Quoted text
Members of the 4th Sustainment Brigade, 13th Sustainment Command, participated in Wrangler Day on June 28 at Fort Hood’s Abrams Physical Fitness Center.
The event, a routine safety stand down, started with a brigade run. Later in the afternoon soldiers and leaders discussed focus areas, listened to a guest speaker and participated in an award ceremony.
Brad Bankhead, the soccer coach for the University of Mary Hardin-Baylor in Belton, one of the partner communities of the Wrangler Brigade, addressed soldiers drawing parallels between being a coach and being a leader in the Army.
He spoke about team building, resilience and creating a positive culture.
“We don’t need ordinary people,” Bankhead said. Just like in the Army, we need extraordinary people. He expressed the importance of keeping the team’s and team members’ best interest in mind and leading from the front and leading by example.

Directions
(a) In the Wrangler Day article, what did the event start with?
(b) Retype the Wrangler Day article between "He spoke about" and "leading by example.", inclusive.

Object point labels
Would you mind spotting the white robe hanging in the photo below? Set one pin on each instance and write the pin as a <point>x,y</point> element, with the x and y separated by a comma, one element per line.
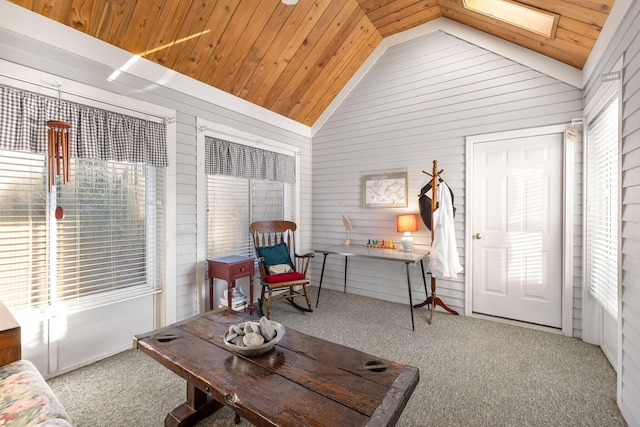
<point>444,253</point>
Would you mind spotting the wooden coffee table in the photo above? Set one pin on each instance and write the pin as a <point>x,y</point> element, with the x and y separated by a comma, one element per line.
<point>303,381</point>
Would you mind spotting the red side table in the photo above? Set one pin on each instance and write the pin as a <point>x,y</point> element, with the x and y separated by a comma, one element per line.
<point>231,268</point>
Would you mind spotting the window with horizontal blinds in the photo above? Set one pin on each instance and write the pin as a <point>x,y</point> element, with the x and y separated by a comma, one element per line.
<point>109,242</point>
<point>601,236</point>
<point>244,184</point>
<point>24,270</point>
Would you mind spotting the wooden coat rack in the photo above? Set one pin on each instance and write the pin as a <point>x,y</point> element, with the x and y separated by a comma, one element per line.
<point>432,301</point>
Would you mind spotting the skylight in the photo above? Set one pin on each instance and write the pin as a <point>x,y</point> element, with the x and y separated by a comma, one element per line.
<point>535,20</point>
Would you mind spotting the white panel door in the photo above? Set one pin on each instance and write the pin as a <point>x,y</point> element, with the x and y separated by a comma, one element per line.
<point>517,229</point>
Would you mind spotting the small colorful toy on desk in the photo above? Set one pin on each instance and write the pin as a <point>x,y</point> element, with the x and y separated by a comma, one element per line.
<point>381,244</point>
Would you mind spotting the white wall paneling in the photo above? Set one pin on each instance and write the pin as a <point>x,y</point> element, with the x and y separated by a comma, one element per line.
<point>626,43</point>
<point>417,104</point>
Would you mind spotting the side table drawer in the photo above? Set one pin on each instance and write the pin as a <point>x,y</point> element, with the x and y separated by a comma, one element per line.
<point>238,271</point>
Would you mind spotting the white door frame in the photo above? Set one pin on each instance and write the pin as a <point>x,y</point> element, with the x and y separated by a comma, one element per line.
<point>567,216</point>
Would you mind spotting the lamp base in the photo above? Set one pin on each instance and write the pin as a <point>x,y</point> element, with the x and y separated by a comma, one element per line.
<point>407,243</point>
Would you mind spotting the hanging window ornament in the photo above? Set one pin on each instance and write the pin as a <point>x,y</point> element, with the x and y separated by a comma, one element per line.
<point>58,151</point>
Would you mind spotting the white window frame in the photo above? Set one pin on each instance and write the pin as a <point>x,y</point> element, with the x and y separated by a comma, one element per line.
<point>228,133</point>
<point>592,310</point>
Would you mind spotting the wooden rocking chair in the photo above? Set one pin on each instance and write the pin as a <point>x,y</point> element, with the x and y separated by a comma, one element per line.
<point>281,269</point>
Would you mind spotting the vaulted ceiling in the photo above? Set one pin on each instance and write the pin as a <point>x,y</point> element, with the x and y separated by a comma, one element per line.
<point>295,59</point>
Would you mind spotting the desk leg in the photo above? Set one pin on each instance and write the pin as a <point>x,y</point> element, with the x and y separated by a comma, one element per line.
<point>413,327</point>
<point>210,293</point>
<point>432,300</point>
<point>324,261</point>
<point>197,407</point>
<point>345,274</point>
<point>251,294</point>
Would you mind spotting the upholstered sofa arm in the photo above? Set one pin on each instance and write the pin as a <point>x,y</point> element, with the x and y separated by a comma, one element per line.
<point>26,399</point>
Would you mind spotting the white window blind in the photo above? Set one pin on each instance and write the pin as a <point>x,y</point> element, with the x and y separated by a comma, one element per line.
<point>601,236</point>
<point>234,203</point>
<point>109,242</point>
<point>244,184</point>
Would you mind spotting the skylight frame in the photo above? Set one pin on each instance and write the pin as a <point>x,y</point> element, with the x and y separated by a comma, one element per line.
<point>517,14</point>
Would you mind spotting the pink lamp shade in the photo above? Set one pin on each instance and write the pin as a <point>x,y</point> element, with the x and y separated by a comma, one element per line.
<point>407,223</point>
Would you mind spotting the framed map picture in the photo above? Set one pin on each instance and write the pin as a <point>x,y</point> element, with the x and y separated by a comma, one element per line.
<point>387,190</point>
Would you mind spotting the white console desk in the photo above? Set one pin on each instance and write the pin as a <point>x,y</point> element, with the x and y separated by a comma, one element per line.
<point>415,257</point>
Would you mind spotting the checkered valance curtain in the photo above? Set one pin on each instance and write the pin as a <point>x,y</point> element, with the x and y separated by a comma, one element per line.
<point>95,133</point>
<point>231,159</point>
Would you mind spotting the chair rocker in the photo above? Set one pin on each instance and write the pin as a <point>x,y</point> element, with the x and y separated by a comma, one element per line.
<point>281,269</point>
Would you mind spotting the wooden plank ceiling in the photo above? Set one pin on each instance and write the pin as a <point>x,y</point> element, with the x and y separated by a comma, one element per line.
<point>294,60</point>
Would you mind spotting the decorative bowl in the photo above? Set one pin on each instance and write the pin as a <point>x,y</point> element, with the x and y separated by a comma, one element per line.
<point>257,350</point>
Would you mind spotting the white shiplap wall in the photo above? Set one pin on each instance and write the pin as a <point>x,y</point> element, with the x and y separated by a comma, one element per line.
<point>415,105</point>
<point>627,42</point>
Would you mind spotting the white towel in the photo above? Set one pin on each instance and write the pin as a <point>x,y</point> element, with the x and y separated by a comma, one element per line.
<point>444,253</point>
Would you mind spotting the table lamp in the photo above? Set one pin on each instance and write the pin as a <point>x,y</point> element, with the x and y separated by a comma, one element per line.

Per-task outputs
(a) A brigade run.

(b)
He spoke about team building, resilience and creating a positive culture.
“We don’t need ordinary people,” Bankhead said. Just like in the Army, we need extraordinary people. He expressed the importance of keeping the team’s and team members’ best interest in mind and leading from the front and leading by example.